— SELECTED PASSAGE —
Diaphragms and lubricant are not effective HIV prevention for women, major trial shows

Michael Carter
Published: 13 July 2007

Latex diaphragms and lubricating gel provide no additional protection against HIV infection when the diaphragm and gel are used in conjunction with male condoms and after safer sex counselling, a large randomised controlled trial has found. The Methods of Improving Reproductive Health in Africa (MIRA) study included just under 5,000 sexually active women and the results are published in the July 13th edition of The Lancet.

Although the investigators write that the findings of their study are “disappointing”, they nevertheless found that even though women in the diaphragm arm of their study reported significantly lower levels of condom use, they did not have an increased risk of infection with HIV. They were unable to say, however, due to the small number of women using diaphragms but not condoms, if diaphragms were providing some measure of protection against HIV.

It is estimated that up to 20% of the sexually active population in Zimbabwe and South Africa are HIV-positive. Women in these countries have double the risk of infection with HIV. This is because of a combination of power imbalances and cultural issues, meaning that women are often unable to negotiate the use of male condoms. Low-cost prevention methods that can be controlled by women are therefore urgently needed. As pharmaceutical interventions are still some years away, an international team of investigators designed a large randomised trial to see if a cervical diaphragm offered any protection against infection with HIV.

The diaphragm has a long history of use throughout the world as a method of contraception. The device is fitted internally, covering the cervix and prevents semen from entering the upper genital tract. It can be used without detection by sexual partners.

Evidence from observational studies suggests that use of a diaphragm can reduce the incidence of bacterial sexually transmitted infections, such as gonorrhoea and chlamydia, infections that are known to increase the risk of exposure to HIV resulting in infection with the virus. It is thought that the diaphragm may also protect against HIV infection in other ways. By covering the cervix, diaphragms prevent cells with a particular vulnerability to HIV from being exposed to semen.


A total of 309 women seroconverted for HIV during the study, providing an incidence rate of 4% per 100 person years. The incidence rates were almost identical in the intervention group (4.1%) and the condom group (3.9%). The investigators therefore concluded that diaphragms and lubricant gel offered no additional protection against infection with HIV when provided in addition to condoms and HIV risk-reduction education.

Study design

Just under 5,000 sexually active women aged between 18 – 49 years in Durban, Johannesburg and Harare were recruited to the trial. They were screened for sexually transmitted infections and HIV at baseline and then randomised into one of two groups. Individuals in the intervention group were provided with a clinician-fitted latex diaphragm and water-based lubricant. They were also given a supply of male condoms and received safer-sex counselling. Women in the control group only received condoms and counselling. The study ran between 2003 and 2006 and at quarterly intervals the women were tested for HIV and other sexually transmitted infections and asked about their level of diaphragm and/or condom use.

No higher HIV incidence in diaphragm group despite much lower condom use

However, although HIV incidence rates were identical in the two arms of the study, the women randomised to use diaphragms reported significantly lower use of condoms (54% versus 85%, p < 0.0001). The investigators write: “Lower use of condoms in the intervention group than in the controls did not result in an increase in HIV risk, suggesting that diaphragm use might have compensated for the difference in condom use.”

— PROBLEMS AND TASKS —
**1)** Answer these questions about the article on the diaphragm trial:
(a) How many women seroconverted for HIV during the study?
(b) In which cities were the women recruited?
(c) What levels of condom use did women in the diaphragm group and the control group report?
**2)** Can you extract everything from "A total of 309" down to "HIV risk-reduction education." in the article on the diaphragm trial?

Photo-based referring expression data

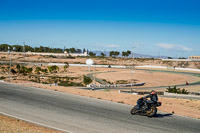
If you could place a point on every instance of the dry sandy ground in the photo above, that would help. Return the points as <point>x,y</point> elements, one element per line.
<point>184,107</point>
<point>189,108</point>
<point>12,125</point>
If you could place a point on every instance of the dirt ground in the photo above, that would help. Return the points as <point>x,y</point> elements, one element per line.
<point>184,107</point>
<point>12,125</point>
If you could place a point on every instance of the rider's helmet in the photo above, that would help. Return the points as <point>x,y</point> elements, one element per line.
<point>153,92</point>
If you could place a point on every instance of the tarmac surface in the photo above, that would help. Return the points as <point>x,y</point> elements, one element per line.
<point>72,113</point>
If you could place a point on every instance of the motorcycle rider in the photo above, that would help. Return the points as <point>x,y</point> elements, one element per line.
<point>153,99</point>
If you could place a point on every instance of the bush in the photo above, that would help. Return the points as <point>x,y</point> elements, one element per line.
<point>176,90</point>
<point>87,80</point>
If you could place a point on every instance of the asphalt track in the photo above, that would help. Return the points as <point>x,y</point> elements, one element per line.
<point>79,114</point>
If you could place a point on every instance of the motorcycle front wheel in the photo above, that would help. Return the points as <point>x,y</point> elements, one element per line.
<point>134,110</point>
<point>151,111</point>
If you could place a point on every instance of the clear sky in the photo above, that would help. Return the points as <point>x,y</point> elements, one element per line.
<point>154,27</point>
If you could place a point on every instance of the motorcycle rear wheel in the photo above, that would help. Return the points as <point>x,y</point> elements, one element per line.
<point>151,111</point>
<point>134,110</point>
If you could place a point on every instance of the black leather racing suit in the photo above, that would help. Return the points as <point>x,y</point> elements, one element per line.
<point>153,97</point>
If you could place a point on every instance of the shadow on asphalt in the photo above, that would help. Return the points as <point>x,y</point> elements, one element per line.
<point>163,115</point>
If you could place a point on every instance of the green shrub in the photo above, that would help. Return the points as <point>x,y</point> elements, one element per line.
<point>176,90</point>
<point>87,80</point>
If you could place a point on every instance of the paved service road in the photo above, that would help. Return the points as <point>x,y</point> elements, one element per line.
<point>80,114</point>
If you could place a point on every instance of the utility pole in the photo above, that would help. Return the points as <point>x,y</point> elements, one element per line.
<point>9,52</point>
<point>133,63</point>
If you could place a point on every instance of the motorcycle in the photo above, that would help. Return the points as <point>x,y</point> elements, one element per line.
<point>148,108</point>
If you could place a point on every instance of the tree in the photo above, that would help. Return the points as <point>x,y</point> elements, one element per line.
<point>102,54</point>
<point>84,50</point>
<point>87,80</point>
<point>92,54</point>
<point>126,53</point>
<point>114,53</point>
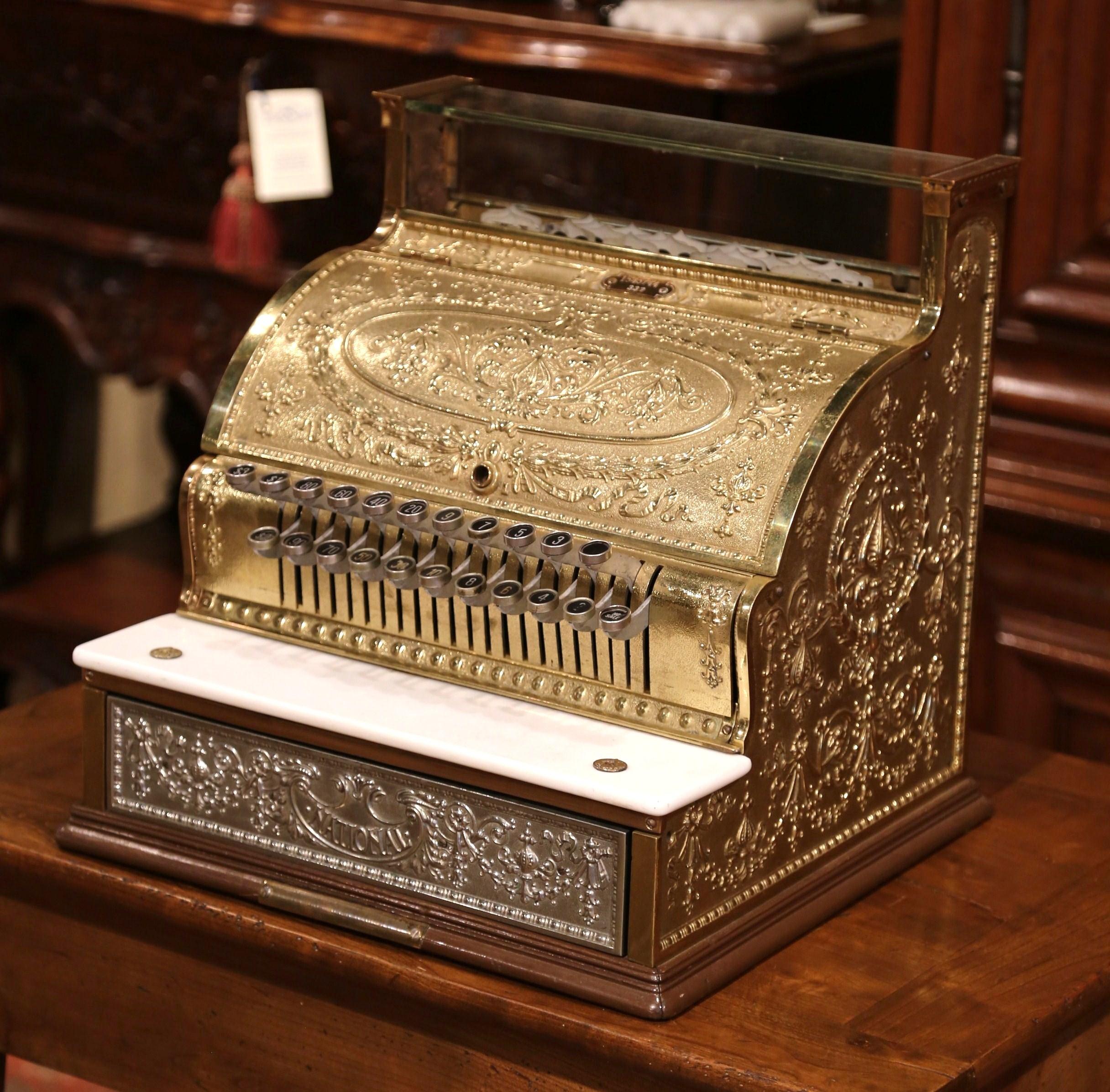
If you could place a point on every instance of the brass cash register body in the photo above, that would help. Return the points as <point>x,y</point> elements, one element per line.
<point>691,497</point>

— ANSWERS BY ITEM —
**1)**
(a) 309 women.
(b) Durban, Johannesburg and Harare.
(c) 54% in the diaphragm group and 85% in the control group.

**2)**
A total of 309 women seroconverted for HIV during the study, providing an incidence rate of 4% per 100 person years. The incidence rates were almost identical in the intervention group (4.1%) and the condom group (3.9%). The investigators therefore concluded that diaphragms and lubricant gel offered no additional protection against infection with HIV when provided in addition to condoms and HIV risk-reduction education.